Transcribe exactly the line containing "Could you please annotate the dark" and every line after it, through the end of the records below.

Point localization data:
:::::
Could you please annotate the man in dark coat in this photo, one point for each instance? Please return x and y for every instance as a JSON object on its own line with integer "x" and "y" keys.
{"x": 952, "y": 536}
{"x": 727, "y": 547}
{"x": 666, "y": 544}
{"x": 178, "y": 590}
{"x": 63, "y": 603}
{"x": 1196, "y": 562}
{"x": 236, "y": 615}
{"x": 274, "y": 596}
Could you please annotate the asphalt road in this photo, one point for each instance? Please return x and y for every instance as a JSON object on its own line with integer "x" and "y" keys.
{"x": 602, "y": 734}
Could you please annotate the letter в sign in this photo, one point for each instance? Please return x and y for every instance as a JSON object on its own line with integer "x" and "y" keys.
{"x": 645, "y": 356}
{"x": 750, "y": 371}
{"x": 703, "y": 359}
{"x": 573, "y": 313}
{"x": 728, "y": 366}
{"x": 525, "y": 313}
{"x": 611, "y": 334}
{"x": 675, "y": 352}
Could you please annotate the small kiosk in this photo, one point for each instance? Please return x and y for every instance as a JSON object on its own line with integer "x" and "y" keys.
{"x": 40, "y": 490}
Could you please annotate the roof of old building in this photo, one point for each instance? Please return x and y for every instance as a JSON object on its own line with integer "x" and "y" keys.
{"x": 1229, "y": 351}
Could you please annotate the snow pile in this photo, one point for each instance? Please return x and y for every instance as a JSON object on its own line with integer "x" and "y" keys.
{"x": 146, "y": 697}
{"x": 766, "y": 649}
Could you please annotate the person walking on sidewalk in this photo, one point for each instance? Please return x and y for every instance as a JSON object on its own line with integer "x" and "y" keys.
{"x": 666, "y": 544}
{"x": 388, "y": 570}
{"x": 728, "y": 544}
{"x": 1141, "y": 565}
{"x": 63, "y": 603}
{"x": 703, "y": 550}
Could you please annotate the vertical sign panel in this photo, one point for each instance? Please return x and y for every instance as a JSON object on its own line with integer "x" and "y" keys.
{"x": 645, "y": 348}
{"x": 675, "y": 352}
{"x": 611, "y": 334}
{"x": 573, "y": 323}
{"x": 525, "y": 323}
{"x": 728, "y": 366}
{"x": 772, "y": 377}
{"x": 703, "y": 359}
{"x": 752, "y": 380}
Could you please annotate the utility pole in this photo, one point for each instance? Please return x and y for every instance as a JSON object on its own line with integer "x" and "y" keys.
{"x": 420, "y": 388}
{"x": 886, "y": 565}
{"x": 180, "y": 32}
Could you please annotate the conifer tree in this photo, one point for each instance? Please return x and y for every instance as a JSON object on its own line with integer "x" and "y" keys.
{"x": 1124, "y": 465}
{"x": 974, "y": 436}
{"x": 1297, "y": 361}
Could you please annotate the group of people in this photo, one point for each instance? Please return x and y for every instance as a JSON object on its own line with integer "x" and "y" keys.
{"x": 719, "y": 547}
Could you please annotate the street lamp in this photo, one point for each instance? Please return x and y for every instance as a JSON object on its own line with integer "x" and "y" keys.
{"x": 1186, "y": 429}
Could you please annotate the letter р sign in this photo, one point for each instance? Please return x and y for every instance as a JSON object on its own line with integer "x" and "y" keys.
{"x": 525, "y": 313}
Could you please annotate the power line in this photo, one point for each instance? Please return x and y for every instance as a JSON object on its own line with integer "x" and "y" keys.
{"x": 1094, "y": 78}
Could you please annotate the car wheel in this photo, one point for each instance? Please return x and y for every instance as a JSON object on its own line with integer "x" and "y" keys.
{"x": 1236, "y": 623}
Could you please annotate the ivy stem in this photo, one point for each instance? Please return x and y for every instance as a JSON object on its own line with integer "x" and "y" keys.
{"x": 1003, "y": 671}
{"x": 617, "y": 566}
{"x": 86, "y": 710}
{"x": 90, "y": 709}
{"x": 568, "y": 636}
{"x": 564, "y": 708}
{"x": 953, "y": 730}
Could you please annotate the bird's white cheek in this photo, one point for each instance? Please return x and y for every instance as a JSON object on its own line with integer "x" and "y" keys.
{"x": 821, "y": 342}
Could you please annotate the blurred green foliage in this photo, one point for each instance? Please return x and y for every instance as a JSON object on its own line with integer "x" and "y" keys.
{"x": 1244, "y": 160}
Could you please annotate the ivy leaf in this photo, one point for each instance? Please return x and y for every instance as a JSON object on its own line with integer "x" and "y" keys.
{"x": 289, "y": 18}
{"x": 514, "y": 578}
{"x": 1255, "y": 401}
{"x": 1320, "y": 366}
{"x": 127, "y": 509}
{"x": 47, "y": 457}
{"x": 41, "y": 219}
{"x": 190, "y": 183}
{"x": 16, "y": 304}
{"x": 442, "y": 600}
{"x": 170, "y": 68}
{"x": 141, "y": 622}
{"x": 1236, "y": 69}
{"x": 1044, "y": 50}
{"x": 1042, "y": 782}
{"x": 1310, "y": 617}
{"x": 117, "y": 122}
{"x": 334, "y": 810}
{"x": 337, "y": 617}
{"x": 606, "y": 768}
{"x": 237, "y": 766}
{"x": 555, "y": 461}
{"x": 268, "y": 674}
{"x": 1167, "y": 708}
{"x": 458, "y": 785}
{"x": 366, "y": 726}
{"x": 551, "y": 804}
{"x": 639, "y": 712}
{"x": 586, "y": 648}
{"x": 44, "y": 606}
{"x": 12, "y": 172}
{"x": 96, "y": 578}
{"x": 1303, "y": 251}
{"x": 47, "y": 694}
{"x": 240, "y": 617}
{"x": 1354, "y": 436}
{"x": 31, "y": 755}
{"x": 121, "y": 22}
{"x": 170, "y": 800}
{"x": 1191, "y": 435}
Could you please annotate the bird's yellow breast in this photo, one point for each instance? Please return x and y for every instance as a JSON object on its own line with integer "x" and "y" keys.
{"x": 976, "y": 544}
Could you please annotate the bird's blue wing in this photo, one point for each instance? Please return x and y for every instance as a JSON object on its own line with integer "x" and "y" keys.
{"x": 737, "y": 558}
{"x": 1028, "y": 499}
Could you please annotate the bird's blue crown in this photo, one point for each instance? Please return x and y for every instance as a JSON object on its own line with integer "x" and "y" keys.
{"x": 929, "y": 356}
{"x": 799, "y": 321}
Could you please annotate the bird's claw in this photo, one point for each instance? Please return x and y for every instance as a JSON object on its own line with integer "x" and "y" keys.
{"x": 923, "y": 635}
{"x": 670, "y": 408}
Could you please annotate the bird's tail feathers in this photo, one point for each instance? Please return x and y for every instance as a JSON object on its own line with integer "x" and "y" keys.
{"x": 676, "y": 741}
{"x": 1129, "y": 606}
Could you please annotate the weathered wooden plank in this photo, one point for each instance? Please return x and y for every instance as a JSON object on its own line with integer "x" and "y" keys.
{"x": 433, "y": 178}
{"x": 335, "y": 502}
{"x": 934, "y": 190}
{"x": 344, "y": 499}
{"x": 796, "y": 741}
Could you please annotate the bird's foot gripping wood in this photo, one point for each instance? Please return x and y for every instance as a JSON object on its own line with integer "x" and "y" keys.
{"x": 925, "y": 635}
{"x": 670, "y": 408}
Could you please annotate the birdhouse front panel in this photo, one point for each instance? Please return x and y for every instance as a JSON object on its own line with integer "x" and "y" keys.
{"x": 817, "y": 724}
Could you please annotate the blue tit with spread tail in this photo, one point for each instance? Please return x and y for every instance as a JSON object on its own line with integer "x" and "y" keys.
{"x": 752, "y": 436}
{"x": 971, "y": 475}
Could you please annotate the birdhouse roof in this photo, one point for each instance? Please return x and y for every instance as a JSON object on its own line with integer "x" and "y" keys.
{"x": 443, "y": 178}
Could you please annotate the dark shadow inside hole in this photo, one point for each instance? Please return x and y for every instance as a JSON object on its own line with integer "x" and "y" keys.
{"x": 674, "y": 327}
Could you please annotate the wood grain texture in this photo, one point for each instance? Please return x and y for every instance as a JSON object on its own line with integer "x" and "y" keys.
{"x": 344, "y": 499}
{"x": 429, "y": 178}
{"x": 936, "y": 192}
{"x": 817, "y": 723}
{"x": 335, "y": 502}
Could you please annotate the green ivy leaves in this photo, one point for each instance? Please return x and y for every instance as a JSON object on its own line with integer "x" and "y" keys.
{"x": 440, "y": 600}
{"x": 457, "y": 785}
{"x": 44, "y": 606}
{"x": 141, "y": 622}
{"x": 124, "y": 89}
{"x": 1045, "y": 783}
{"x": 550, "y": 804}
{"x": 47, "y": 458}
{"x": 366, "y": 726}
:::::
Written response:
Could you please annotate the dark shadow inside hole in this photo, one point for each instance? Please return x and y for every instance as a JSON object on its own line with integer "x" and "y" keys.
{"x": 674, "y": 327}
Could you please annotate the wood grain texture in this photo, one point for each instance? Please return x and y for every instance as a JSON object on its own line with integer "x" and "y" keys.
{"x": 344, "y": 499}
{"x": 429, "y": 178}
{"x": 936, "y": 192}
{"x": 817, "y": 723}
{"x": 335, "y": 502}
Could you please annotate the green ivy leaves in this photo, one point for each instance? Please return x and y for every instance as a JSON object on its own line with integer "x" and "y" keys.
{"x": 440, "y": 600}
{"x": 457, "y": 785}
{"x": 44, "y": 606}
{"x": 141, "y": 622}
{"x": 124, "y": 89}
{"x": 1045, "y": 783}
{"x": 550, "y": 804}
{"x": 47, "y": 458}
{"x": 366, "y": 726}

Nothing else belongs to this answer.